§ **OBJECTIVE**
Reproduce every one of the records below verbatim, keeping each line unchanged and in its original order.

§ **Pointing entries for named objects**
^^^^^^^^^^^^^^^^
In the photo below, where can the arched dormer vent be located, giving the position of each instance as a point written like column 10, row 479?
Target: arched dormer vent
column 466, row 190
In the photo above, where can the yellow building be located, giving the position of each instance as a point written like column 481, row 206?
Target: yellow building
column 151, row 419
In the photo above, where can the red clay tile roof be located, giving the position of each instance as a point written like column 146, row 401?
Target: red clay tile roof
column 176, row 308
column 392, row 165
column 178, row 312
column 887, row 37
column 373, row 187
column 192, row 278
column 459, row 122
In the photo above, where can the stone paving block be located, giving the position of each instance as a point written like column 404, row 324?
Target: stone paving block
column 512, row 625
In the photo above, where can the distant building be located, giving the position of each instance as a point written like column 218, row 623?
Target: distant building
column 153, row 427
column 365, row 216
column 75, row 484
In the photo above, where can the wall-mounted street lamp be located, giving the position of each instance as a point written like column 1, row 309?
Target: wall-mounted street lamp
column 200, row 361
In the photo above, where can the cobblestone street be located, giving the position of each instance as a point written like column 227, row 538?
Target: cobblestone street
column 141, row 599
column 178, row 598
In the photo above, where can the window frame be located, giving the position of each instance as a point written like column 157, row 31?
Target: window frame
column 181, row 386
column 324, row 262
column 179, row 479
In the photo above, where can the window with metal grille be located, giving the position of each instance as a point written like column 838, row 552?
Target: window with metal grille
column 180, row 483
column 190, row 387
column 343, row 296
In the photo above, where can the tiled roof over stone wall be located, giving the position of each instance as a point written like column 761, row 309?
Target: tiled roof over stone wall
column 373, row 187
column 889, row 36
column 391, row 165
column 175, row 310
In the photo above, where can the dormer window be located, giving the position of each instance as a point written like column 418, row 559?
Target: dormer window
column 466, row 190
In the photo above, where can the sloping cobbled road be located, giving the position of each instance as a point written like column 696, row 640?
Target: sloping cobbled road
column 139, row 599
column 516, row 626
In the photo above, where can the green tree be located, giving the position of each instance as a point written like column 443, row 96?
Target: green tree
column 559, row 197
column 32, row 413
^^^^^^^^^^^^^^^^
§ **RESULT**
In the photo below, where can the arched dormer vent be located, giving the position of each instance as a point written like column 10, row 479?
Target: arched dormer vent
column 466, row 190
In the photo above, where can the yellow building be located, giving the position of each instance as a point written like column 481, row 206?
Target: yellow building
column 151, row 419
In the photo above, where can the red clay tile roof be located, giving the position of each instance as a point written like column 146, row 401?
Target: red clay tile roof
column 176, row 308
column 392, row 165
column 178, row 312
column 887, row 37
column 373, row 187
column 192, row 278
column 459, row 122
In the photo above, where can the stone paving block be located, giving the position of each instance as a point written like column 404, row 324?
Target: stone paving block
column 512, row 625
In the photo above, where can the distant building be located, giving the position of each instance as a point written like column 218, row 623?
Target: distant building
column 153, row 427
column 365, row 216
column 75, row 484
In the photo above, where can the wall-mounted street lamp be located, giving the position of each instance as a point written like column 1, row 309?
Target: wall-mounted street lamp
column 200, row 361
In the photo above, where can the cobblestone street be located, giving the position of each instance as a point written like column 227, row 538?
Target: cobblestone street
column 141, row 599
column 178, row 598
In the photo above, where can the window frame be located, giving the position of each instance as a point written like column 157, row 31?
Target: window frame
column 181, row 386
column 324, row 262
column 179, row 479
In the photo above, where can the window with metal grille be located, giving the position of each instance as a point written like column 838, row 552?
Target: window with metal grille
column 180, row 483
column 190, row 387
column 343, row 296
In the photo above, where can the tiled roof over stone wall be located, giving the position of each instance as a point written like column 761, row 309?
Target: tiled roof over stone wall
column 373, row 187
column 889, row 36
column 391, row 165
column 175, row 310
In the photo above, where can the dormer window be located, giving the position of each instance as a point written like column 418, row 559?
Target: dormer window
column 466, row 190
In the photo above, where can the sloping cobbled road be located, giving the position of each instance as a point written like column 696, row 640?
Target: sloping cobbled road
column 139, row 599
column 516, row 626
In the photo above, where can the green tree be located, giving the position of each instance as a point written like column 443, row 96?
Target: green tree
column 559, row 197
column 32, row 413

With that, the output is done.